Task instructions:
Every line between the top of the data below and the line with "positive clicks: (51, 82) (48, 110) (58, 88)", both ends included, must be retyped exactly.

[Opening Supplied data section]

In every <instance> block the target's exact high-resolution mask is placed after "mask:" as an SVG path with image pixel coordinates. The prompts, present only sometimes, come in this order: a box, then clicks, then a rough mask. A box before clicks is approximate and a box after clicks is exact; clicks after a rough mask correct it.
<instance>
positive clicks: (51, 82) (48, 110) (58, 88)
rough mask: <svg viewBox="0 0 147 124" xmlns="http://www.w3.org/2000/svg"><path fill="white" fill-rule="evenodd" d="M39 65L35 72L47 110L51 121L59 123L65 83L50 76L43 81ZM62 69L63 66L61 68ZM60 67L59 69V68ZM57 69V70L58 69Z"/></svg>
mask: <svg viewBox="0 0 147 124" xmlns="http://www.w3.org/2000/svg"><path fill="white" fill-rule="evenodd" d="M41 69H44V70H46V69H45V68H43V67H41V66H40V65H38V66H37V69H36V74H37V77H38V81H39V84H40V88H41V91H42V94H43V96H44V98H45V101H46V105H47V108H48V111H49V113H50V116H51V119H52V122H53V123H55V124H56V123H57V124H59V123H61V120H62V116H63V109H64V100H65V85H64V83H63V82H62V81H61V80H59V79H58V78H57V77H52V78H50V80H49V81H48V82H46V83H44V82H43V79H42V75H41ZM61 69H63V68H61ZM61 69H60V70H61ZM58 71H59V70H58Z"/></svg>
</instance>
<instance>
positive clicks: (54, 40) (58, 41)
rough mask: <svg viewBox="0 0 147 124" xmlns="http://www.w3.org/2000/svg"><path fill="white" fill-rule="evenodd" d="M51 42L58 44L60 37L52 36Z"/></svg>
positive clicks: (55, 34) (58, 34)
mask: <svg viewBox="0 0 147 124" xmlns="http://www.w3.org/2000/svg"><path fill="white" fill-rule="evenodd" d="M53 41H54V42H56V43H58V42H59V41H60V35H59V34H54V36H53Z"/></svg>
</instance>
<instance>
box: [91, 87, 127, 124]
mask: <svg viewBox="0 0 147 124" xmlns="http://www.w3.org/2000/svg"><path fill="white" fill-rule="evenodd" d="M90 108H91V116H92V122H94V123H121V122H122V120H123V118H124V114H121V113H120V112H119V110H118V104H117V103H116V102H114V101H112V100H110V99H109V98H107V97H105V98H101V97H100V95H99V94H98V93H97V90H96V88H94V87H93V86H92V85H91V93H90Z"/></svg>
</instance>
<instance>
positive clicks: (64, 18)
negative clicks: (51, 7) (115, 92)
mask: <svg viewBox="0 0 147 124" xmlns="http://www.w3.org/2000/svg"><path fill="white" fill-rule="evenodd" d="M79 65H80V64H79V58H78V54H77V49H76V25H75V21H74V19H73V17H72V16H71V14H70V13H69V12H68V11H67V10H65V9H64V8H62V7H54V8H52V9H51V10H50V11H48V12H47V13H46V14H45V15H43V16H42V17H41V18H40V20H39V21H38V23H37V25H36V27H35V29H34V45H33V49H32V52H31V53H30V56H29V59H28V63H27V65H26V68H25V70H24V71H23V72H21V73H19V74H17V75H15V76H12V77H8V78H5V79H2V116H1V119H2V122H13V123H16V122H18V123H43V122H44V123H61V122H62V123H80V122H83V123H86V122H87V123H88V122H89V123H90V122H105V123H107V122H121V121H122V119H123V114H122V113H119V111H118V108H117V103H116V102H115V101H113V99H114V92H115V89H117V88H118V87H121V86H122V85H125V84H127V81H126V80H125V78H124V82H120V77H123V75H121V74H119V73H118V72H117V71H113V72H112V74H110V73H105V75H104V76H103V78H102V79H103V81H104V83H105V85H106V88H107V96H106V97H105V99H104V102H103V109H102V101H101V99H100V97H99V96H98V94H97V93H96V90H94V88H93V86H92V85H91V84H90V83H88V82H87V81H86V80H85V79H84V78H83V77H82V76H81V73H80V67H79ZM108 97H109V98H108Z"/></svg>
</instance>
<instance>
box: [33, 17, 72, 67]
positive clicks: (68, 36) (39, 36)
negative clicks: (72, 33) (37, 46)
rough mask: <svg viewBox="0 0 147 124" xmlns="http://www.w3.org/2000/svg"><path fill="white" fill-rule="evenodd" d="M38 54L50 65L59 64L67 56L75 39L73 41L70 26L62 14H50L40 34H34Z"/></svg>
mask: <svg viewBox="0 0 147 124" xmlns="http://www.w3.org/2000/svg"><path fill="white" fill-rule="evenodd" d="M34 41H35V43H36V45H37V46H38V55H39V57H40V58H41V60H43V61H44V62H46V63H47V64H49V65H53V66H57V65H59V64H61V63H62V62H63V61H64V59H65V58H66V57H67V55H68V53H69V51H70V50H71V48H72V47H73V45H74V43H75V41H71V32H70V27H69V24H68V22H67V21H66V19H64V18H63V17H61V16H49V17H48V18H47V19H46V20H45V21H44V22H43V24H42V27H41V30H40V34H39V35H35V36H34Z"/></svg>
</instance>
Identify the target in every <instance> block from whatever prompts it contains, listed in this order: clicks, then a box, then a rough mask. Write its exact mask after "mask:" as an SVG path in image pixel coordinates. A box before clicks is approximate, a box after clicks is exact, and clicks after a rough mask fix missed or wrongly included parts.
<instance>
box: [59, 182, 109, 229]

[Closing Supplied data section]

Output for this task:
In every <instance> block the target's exact high-resolution mask is placed after "mask:" as an SVG path with image pixel coordinates. The prompts, present only sometimes, come in this order: a box, then clicks, then a rough mask. A box before clicks is approximate and a box after clicks is exact; clicks after a rough mask correct it.
<instance>
positive clicks: (51, 82) (48, 110) (58, 88)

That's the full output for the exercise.